→ EXTRAIT FOURNI:
« La crise devrait être favorable au développement de la formation » (Christophe Catoir, Adecco)
Le groupe de travail temporaire Adecco a traversé la période de confinement en s'appuyant sur la formation et sa transformation digitale. « La crise devrait être favorable au développement de la formation », selon Christophe Catoir. Le président de la région France, Europe du Nord, Royaume-Uni et Irlande souligne toutefois l'exigence d'une réforme de l'orientation professionnelle et d'une approche pragmatique et territoriale.
Par Catherine Trocquemé - Le 17 juillet 2020.
Formidable catalyseur des transformations, la période de confinement laisse les entreprises sous le choc. Mais toutes ont bien conscience de la nécessité de s'interroger sur l'évolution de leurs métiers et de leur modèle économique alors que la révolution digitale s'accélère. Le sujet du développement des compétences est omniprésent dans la stratégie de relance. Considérée comme une arme pour la préservation de l'emploi et la conduite de nouvelles stratégies industrielles, la formation a trouvé sa place dans la reprise post-Covid-19. « La crise devrait être favorable à la formation », estime Christophe Catoir, président d'Adecco France, Europe du Nord, et, depuis peu, de l'Irlande et du Royaume-Uni. Très engagé dans la réforme, le spécialiste de l'intérim en a fait une de ses priorités pour ses collaborateurs dans la période de confinement. Au total, son investissement dans la formation augmentera fortement sur l'année 2020 pour atteindre 130 millions d'euros. C'est ainsi que 200 parcours de validation des acquis d'expérience (VAE) ont été engagés dont 70 par des intérimaires en CDI. En outre, 2 400 collaborateurs ont été formés, principalement sur la gestion agile, la prise de parole en public et les techniques commerciales dont 235 sur des modules à distance de son CFA interne. Dans le même temps, ce dernier, créé par Adecco en novembre 2019 sur les métiers du recrutement, est passé dans un format 100% digital. Pour consolider le modèle économique de son nouvel outil, le groupe a ouvert la session de septembre aux besoins en formation continue de ses clients et accueillera 60 apprentis. « Durant cette période de confinement, nous avons fortement déployé la formation en interne. Pour accompagner cette accélération, nous avons noué des partenariats avec des "pure players" de la formation à distance comme OpenClassrooms ou Coorpacademy. Nous avons aussi beaucoup appris sur la transformation digitale », confirme Christophe Catoir.

→ EXTRAITS DE DONNÉES:

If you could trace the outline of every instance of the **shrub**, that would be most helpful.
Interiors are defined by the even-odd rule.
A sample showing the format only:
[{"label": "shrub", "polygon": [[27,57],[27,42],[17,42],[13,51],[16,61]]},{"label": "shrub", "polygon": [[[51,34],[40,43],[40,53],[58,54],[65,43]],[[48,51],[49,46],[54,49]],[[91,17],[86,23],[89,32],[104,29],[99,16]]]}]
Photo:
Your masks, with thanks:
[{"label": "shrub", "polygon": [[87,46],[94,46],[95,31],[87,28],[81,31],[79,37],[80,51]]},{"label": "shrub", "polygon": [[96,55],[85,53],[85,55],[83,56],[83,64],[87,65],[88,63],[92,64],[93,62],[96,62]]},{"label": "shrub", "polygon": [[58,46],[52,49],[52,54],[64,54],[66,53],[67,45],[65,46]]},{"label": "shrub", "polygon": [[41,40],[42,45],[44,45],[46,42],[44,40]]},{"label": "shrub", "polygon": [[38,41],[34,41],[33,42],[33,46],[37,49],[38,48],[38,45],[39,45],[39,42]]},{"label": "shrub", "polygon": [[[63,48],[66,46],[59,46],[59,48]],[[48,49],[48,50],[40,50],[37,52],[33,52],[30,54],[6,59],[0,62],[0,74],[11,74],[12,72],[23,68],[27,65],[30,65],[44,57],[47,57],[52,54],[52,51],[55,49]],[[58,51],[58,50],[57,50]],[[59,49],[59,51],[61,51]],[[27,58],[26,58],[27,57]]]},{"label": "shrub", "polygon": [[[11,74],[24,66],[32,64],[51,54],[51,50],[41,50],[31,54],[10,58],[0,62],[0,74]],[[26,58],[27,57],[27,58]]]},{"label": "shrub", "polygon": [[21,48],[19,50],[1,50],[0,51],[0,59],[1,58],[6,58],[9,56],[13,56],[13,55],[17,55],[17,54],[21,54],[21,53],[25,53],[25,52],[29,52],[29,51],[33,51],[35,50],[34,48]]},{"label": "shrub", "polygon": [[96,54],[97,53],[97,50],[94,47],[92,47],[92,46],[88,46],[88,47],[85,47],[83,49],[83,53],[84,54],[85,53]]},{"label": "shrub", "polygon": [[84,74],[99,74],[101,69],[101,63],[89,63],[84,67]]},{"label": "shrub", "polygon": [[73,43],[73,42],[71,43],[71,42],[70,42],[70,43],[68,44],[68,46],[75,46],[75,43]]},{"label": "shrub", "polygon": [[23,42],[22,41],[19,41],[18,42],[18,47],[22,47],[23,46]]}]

→ TÂCHE À RÉALISER 1: Recopiez, dans l'article sur Adecco, tout le passage qui va de « Le groupe de » jusqu'à « 17 juillet 2020. ».
→ TÂCHE À RÉALISER 2: Énumérez les domaines sur lesquels ont principalement porté les formations des 2 400 collaborateurs, selon l'article sur Adecco.
→ TÂCHE À RÉALISER 3: Donnez la suite de l'article sur Adecco, à partir de sa dernière phrase.

→ RÉPONSE 1:
Le groupe de travail temporaire Adecco a traversé la période de confinement en s'appuyant sur la formation et sa transformation digitale. « La crise devrait être favorable au développement de la formation », selon Christophe Catoir. Le président de la région France, Europe du Nord, Royaume-Uni et Irlande souligne toutefois l'exigence d'une réforme de l'orientation professionnelle et d'une approche pragmatique et territoriale.
Par Catherine Trocquemé - Le 17 juillet 2020.

→ RÉPONSE 2:
- La gestion agile
- La prise de parole en public
- Les techniques commerciales

→ RÉPONSE 3:
Une réforme de l'orientation
Incitées à faire de même par le dispositif du FNE (Fonds national emploi) formation mis en place par le gouvernement, les entreprises se sont montrées volontaires mais, à la sortie du confinement, peu auront concrétisé leurs projets. Un déploiement décevant que la complexité administrative souvent évoquée n'explique pas totalement. Selon Christophe Catoir, pour former, il est essentiel d'identifier les compétences à développer et les métiers émergents. Sur le marché de l'emploi, l'éternelle distorsion avec les besoins réels de l'économie persiste : « Il y a encore davantage d'écarts entre l'offre et la demande qu'avant la crise sanitaire. Nous avons besoin d'une réforme de l'orientation professionnelle et d'une approche territoriale. » La crise met en lumière une des faiblesses de notre système. Tout ce qui participe à cartographier et anticiper les compétences doit être renforcé au niveau des entreprises et des branches. On le pressent, le secteur de l'automobile en pleine transition écologique n'est pas confronté aux mêmes enjeux sur les compétences que celui de la restauration et de l'hôtellerie dont la baisse d'activité reste conjoncturelle. D'autres, comme l'aide à domicile, souffrent d'une pénurie structurelle de compétences. « Toute la difficulté va être d'articuler les plans de formation avec les stratégies industrielles. Les opérateurs de compétences auront un rôle à jouer au sein des grandes filières économiques mais sur les territoires les entreprises vont avoir besoin d'être accompagnées », assure Christophe Catoir. Il faudra rassembler autour d'une table les partenaires sociaux, des représentants de la Région, des institutionnels et des organismes de formation pour trouver des solutions locales autour de la question de la mobilité et de la formation. « Tous les acteurs ont conscience de la gravité de la crise économique et sociale. Il va falloir faire preuve de pragmatisme et de souplesse. » La rentrée sociale sera dense. Dans un contexte aussi stratégique pour Adecco, le groupe renforce son équipe dirigeante. Alexandre Viros, ex-SNCF, Fnac-Darty prendra la présidence de la France en septembre prochain et reportera à Christophe Catoir.